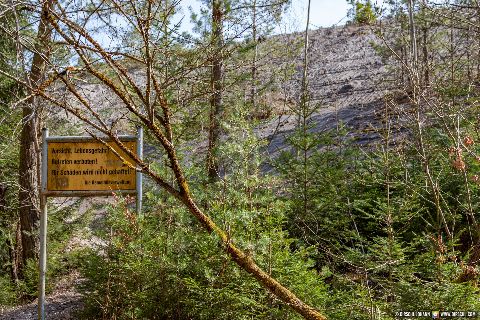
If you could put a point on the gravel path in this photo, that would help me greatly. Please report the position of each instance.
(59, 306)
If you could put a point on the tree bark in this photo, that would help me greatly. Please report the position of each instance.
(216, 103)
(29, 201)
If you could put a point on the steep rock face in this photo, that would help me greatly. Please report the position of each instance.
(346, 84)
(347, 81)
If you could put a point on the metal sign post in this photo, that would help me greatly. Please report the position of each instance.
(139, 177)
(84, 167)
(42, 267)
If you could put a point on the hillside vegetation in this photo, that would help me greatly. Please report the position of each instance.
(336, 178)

---

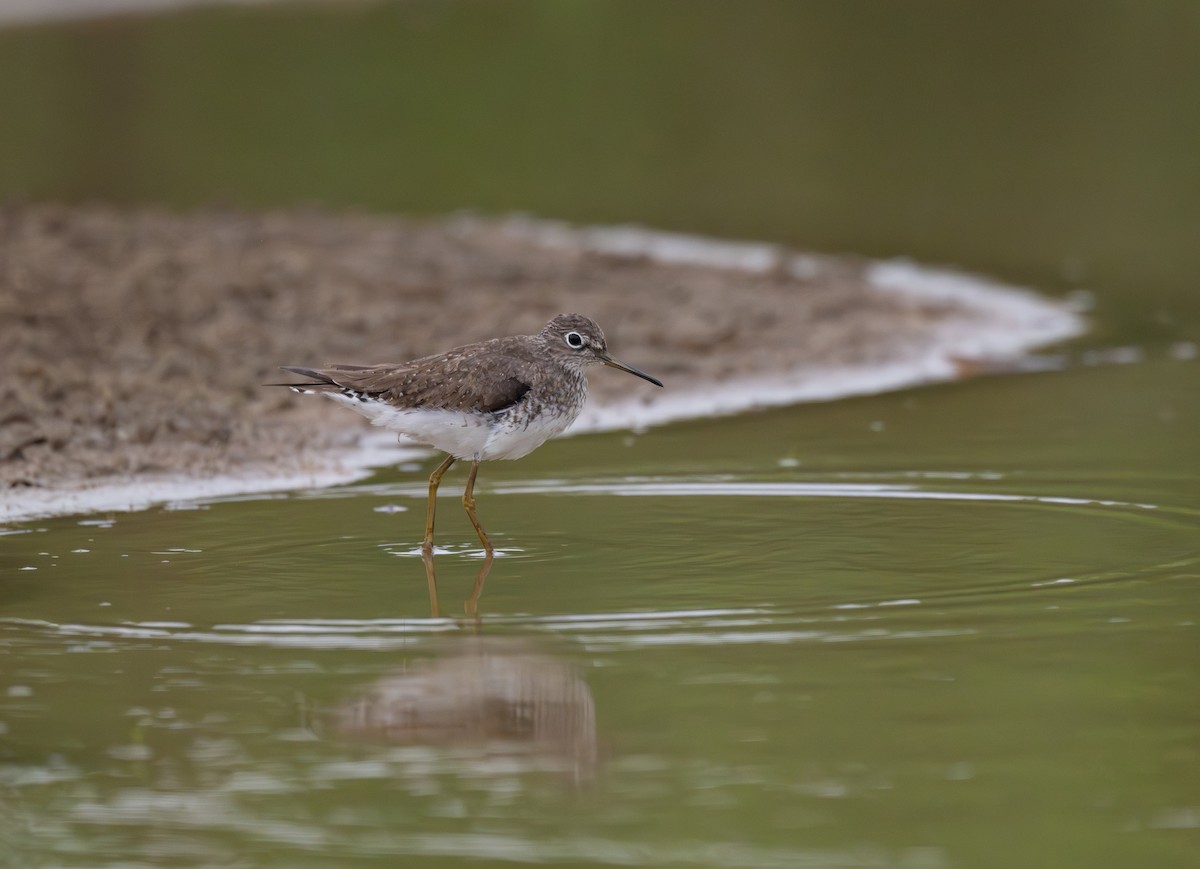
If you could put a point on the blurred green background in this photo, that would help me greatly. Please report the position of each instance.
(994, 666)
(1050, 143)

--

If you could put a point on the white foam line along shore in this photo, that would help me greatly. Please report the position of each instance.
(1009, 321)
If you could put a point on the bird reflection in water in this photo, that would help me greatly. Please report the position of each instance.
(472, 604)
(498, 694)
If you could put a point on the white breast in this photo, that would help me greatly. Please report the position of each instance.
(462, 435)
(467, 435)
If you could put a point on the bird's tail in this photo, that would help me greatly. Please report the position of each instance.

__Given exercise__
Report every line of the listing above that contains the word "white", treating uppercase and lowercase letters as different.

__Task response__
If you could put a point on the white foam line along shore in this photo, that would help me greatly. Please report the position of each instance.
If you could put a point on the white breast in this photo, that would help me greatly. Please report the position of each instance.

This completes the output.